> _TASK DETAILS_
Reproduce, word for word, the stretch from "the bitonic sorter from" through "do indeed coincide." in the passage on the bitonic sorter below.

> _SELECTED PASSAGE_
□ □ □

5 Deriving the Bitonic Sorter
Batcher did not introduce a bitonic merger in his seminal paper [Batcher 1968],
but what he called a bitonic sorter. This is actually something of a misnomer,
since such networks do not sort arbitrary inputs. Instead they sort only bitonic
sequences: ones that ﬁrst increase then decrease, or can be circularly shifted to
such.
We will now show how the deﬁnition of the merger calculated in Section 3 is
related to Batcher’s bitonic sorter, taking two steps to do so. We start with
a recap of Batcher’s construction in Section 5.1, as presented, for example,
in [Cormen et al. 2001]. Next in Section 5.2 we derive an algebraic deﬁnition of
29Hinze R., Martin C.: A Logical Reconstruction ...
the bitonic sorter from our merger, further simplifying the design in the process.
Finally in Section 6, we show that the two deﬁnitions do indeed coincide.
5.1 Cormen et al.’s diagrammatic presentation
Of Batcher’s two designs, the bitonic merger seems to be the more popular
one, perhaps because it enjoys an attractive diagrammatic decomposition, see
diagram on the left below.

□ □ □

> _LISTED ENTRIES_

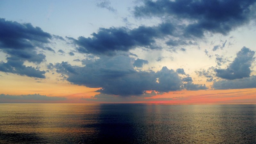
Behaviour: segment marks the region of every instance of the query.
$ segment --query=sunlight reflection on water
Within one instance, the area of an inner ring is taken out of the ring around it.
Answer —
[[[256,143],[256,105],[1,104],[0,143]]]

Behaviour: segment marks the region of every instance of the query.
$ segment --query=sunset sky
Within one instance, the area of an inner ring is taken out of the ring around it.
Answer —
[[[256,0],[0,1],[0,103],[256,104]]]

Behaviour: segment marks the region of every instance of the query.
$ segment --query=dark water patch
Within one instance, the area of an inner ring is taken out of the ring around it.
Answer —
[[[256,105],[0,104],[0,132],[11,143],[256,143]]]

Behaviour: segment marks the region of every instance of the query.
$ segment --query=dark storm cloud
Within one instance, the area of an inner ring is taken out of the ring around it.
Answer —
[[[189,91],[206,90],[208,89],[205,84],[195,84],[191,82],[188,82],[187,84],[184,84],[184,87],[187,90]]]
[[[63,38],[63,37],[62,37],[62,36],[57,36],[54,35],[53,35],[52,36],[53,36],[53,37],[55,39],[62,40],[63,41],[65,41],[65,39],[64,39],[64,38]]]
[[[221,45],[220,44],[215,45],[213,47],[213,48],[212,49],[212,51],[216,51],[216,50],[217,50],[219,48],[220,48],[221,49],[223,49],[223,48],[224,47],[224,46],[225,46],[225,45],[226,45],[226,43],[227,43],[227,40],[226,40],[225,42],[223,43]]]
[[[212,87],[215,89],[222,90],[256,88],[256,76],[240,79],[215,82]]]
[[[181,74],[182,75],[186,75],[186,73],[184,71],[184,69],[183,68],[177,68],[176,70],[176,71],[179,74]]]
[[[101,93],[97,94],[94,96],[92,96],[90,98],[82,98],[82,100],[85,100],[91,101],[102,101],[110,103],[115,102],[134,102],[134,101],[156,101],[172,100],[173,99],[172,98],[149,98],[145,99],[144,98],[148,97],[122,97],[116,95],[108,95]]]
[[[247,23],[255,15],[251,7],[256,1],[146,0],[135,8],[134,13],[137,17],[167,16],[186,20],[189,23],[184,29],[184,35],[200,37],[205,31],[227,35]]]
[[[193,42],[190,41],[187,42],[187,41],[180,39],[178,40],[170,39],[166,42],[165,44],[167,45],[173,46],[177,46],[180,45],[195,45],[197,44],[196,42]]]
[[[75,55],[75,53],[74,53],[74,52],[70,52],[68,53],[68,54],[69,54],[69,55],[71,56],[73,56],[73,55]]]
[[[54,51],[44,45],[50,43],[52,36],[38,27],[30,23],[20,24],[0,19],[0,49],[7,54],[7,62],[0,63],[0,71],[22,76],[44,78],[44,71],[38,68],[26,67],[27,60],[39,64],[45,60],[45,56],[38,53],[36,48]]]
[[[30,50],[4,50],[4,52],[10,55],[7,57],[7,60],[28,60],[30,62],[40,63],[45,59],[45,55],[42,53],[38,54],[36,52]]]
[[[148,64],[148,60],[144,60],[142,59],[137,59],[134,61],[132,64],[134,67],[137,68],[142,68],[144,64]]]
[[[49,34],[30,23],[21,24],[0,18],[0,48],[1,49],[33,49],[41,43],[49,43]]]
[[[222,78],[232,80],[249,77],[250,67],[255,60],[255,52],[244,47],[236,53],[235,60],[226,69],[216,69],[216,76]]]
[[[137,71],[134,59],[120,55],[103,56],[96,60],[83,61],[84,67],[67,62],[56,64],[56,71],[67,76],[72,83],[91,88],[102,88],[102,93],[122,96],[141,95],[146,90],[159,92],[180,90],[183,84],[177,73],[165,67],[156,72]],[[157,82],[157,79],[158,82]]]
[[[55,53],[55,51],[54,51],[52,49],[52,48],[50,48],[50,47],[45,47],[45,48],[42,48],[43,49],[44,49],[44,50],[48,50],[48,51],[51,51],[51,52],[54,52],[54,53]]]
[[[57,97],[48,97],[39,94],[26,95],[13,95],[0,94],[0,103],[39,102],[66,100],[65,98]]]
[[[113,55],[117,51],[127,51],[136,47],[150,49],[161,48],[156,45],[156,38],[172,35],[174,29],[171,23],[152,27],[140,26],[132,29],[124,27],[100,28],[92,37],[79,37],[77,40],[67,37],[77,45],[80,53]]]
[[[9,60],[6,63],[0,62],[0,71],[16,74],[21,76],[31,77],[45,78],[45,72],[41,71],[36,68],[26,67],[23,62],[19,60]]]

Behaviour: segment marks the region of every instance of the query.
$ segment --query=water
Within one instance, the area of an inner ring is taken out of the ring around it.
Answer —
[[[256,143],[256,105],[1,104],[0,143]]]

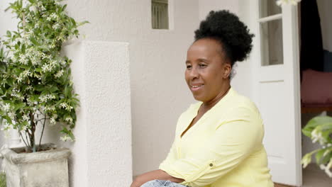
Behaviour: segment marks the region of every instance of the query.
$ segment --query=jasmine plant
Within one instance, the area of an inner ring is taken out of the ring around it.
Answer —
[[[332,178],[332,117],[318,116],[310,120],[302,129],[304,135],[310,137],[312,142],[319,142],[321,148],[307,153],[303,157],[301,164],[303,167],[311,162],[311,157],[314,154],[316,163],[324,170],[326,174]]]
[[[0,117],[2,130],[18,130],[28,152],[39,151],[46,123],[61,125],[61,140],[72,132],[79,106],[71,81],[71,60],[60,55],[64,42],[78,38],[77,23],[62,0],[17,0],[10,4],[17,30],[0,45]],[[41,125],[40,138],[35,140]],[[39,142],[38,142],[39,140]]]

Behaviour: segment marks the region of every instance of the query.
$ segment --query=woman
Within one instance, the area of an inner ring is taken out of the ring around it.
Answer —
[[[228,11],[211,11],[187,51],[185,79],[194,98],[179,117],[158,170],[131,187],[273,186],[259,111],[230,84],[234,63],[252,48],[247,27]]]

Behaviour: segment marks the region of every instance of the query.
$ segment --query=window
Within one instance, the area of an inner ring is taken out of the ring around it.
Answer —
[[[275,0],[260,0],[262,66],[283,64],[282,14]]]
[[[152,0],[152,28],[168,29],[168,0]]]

□ □ □

> _CORRECT OUTPUT_
the bitonic sorter from our merger, further simplifying the design in the process.
Finally in Section 6, we show that the two deﬁnitions do indeed coincide.